Coordinate labeling data
◇ ◇ ◇ ◇

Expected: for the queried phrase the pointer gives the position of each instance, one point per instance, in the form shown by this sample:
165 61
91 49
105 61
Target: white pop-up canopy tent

◇ ◇ ◇ ◇

Written exercise
Present every line of the records above as a Markdown table with the columns Number and Record line, numbering each row and leaving out blank lines.

Exercise answer
| Number | Record line |
|---|---|
| 1 | Expected: for the queried phrase the pointer gives the position of each instance, one point per instance, in the form shown by this sample: |
| 2 | 165 61 |
| 3 | 91 49 |
| 4 | 105 61 |
| 5 | Target: white pop-up canopy tent |